(BRIEF): Pull out the lines of the material below from the line with "Highlight every erupting" up to and including the line with "[236,17,319,134]", and reproduce them character for character.

---------- DATA FOR PROCESSING ----------

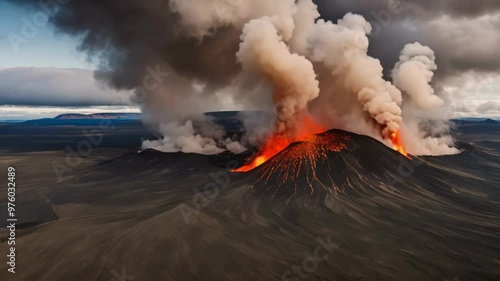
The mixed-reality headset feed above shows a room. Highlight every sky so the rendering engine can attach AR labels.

----------
---------- DATA FOR PROCESSING ----------

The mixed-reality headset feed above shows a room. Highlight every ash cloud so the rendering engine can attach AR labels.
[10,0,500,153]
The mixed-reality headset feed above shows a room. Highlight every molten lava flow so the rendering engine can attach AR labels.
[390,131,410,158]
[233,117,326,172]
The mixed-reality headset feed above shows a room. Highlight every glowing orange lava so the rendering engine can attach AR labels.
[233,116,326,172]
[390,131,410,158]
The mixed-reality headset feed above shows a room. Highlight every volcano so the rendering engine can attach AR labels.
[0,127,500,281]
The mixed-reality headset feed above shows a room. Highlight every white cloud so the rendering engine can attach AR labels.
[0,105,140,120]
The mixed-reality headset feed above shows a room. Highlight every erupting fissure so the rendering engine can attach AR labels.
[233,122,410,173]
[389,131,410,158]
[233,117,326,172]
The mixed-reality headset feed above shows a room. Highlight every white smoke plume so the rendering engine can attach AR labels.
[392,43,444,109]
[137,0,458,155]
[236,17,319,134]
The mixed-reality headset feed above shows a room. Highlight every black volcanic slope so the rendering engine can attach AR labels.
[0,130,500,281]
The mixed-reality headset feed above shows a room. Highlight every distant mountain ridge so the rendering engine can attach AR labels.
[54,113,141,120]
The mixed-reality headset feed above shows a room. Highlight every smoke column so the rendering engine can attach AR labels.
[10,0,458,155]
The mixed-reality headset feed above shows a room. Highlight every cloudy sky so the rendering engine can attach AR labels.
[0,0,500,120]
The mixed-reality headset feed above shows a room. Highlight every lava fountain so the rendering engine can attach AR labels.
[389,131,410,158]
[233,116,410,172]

----------

(ANSWER FOR THIS EXERCISE):
The mixed-reality headset feed above shows a room. Highlight every erupting fissure so the rendering engine can attach AR labels.
[233,122,410,173]
[389,131,410,158]
[233,117,326,172]
The mixed-reality headset feed above shows a room. Highlight every white smoke plume so the rendering engine can attach AR labels.
[392,43,444,109]
[137,0,458,155]
[236,17,319,134]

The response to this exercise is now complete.